◆ **PASSAGE SHOWN**
++++++++++
6. The integrated terminal device as set forth in claim 5, further
comprising: a remote controller for generating an infrared signal
corresponding to a high definition television (HDTV) control
command so as to control the HDTV; and an infrared receiver for
receiving the infrared signal from the remote controller and
outputting the HDTV control command; the microprocessor unit
controlling the moving picture expert group (MPEG) decoder in
response to the HDTV control command received from the infrared
receiver.
7. The integrated terminal device as set forth in claim 5, further
comprising: a power line communication (PLC) controller connected
to a home appliance having the PLC controller through a subscriber
home power line; and a remote controller for generating an infrared
signal corresponding to a home appliance control command so as to
control the home appliance; the microprocessor unit converting the
Internet protocol packet, to be transmitted from the PLC controller
to the Internet, into the asynchronous transfer mode (ATM) cell so
as to transmit the ATM cell to the VDSL interface section,
converting the ATM cell received from the very-high-data-rate
digital subscriber line (VDSL) interface section into the Internet
protocol packet so as to transmit the Internet protocol packet to
the PLC controller of the home appliance, and transmitting the home
appliance control command received from an infrared receiver to the
home appliance through the PLC controller.
8. The integrated terminal device as set forth in claim 5, further
comprising: a remote controller for generating an infrared signal
corresponding to an Internet access control command so as to
control the Internet; and an infrared receiver for receiving the
infrared signal from the remote controller and outputting the
Internet access control command; the microprocessor unit having a
Web browser, driving the Web browser in response to the Internet
access control command received from the infrared receiver,
converting the Internet protocol packet, to be transmitted to the
Internet, into the asynchronous transfer mode (ATM) cell so as to
transmit the ATM cell to the very-high-data-rate digital subscriber
line (VDSL) interface section, and graphically decoding data
included in the ATM cell received from the VDSL interface section
using the MPEG-2 decoder so as to transmit the decoded data to the
high definition television (HDTV) encoder.
9. The integrated terminal device as set forth in claim 5, further
comprising: an IEEE standard 1394 interface section for converting
the moving picture expert group transport stream (MPEG TS) into an
IEEE standard 1394 format, and transmitting the MPEG TS converted
into the IEEE standard 1394 format to an IEEE standard 1394
cable.
10. The integrated terminal device as set forth in claim 9, further
comprising a simplified integrated device which includes: an
additional IEEE standard 1394 interface section connected to the
IEEE standard 1394 cable for receiving the MPEG TS therefrom, and
providing an IEEE standard 1394 interface; an MPEG-2 decoder for
decoding audio and video data from the moving picture expert group
transport stream (MPEG TS) received by the additional IEEE standard
1394 interface section; an HDTV encoder connected to a high
definition television (HDTV), the HDTV encoder encoding the audio
and video data decoded by the MPEG-2 decoder to form an HDTV signal
so as to transmit the HDTV signal to the HDTV; an additional
microprocessor unit for controlling the MPEG-2 decoder in response
to the MPEG TS received by the additional IEEE standard 1394
interface section; and a memory for storing operation programs and
data of the additional microprocessor unit.
++++++++++
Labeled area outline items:
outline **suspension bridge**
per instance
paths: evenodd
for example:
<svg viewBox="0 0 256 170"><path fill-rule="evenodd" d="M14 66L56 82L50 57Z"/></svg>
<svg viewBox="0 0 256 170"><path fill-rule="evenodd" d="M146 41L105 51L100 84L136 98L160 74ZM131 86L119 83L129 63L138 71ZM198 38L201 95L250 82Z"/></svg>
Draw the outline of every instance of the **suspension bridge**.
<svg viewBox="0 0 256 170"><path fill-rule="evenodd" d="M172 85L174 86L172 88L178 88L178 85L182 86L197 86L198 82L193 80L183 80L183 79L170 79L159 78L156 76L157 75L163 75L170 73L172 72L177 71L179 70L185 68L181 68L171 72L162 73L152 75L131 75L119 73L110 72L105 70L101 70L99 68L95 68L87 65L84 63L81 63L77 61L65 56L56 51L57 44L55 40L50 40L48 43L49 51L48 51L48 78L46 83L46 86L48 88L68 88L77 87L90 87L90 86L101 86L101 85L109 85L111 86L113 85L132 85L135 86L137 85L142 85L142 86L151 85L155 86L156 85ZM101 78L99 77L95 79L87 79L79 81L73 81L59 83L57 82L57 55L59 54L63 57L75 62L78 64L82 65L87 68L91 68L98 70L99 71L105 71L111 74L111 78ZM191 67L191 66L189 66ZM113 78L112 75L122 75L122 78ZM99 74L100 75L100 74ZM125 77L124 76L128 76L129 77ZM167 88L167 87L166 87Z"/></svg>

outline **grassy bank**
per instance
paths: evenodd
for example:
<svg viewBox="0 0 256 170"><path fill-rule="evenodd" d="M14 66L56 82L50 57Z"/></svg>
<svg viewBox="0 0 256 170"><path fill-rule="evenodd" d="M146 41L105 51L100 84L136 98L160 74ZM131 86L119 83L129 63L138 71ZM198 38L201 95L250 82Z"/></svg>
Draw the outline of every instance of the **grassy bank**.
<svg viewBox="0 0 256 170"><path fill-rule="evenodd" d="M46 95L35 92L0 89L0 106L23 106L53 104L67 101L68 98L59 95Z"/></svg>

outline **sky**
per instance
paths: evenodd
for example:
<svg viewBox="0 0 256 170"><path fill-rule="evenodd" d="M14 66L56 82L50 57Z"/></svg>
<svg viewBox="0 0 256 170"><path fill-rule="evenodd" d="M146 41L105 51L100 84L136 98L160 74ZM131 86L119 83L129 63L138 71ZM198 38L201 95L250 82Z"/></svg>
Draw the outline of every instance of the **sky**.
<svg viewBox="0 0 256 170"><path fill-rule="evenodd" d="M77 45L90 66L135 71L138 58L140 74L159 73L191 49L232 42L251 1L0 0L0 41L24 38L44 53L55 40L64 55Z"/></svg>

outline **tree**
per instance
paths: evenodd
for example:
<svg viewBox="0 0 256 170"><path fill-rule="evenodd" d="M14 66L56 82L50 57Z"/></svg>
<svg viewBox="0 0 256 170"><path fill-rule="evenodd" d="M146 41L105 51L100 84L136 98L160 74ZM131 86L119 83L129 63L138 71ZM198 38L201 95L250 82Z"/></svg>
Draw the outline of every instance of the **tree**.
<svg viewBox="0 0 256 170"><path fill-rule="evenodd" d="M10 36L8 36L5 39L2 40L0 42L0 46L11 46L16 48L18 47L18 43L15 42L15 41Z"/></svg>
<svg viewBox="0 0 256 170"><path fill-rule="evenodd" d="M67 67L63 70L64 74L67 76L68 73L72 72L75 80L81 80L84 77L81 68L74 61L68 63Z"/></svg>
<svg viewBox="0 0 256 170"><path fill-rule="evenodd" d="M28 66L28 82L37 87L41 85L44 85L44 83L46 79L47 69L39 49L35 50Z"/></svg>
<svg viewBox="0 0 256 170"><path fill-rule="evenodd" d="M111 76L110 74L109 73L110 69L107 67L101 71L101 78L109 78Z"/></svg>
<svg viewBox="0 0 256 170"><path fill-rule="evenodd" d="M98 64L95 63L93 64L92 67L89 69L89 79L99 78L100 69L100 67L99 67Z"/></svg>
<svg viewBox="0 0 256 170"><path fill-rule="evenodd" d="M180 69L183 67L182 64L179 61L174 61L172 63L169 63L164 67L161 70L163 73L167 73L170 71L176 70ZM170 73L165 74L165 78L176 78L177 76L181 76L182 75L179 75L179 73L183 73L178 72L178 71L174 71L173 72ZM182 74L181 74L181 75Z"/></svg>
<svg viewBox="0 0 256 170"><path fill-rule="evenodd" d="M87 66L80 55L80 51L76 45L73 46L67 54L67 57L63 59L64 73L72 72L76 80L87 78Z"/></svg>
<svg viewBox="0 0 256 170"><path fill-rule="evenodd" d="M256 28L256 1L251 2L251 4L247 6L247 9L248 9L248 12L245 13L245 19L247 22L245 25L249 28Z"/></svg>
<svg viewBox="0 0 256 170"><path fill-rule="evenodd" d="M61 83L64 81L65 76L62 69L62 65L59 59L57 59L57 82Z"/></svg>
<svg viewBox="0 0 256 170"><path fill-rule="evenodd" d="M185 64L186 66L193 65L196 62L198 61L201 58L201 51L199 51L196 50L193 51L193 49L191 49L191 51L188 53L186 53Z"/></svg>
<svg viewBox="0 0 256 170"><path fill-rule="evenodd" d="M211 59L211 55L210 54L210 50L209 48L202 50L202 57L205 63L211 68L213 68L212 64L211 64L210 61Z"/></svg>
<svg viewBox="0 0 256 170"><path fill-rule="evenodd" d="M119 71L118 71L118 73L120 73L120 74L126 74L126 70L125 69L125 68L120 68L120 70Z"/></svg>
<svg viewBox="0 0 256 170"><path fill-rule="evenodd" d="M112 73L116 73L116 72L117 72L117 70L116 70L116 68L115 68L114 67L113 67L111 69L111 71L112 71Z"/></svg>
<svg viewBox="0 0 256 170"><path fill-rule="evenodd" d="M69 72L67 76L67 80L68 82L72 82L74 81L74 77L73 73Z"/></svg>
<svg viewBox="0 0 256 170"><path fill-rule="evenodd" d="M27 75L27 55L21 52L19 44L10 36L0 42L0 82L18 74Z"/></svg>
++++++++++
◆ **SHORT TASK 1**
Decide whether each statement below agrees with the patent claims, answering yes or no and quoting the words of the patent claims that settle it.
(a) In claim 9, the IEEE standard 1394 interface section converts the MPEG TS into an IEEE standard 1394 format.
(b) In claim 7, the PLC controller is connected to the home appliance through a telephone line.
(c) In claim 10, the memory stores operation programs and data of the additional microprocessor unit.
◆ **SHORT TASK 2**
Please state what the microprocessor unit in claim 8 of the patent claims drives in response to the Internet access control command received from the infrared receiver.

◆ **WORKED SOLUTION 1**
(a) Yes: "for converting the moving picture expert group transport stream (MPEG TS) into an IEEE standard 1394 format"
(b) No: "connected to a home appliance having the PLC controller through a subscriber home power line"
(c) Yes: "a memory for storing operation programs and data of the additional microprocessor unit"

◆ **WORKED SOLUTION 2**
It drives the Web browser.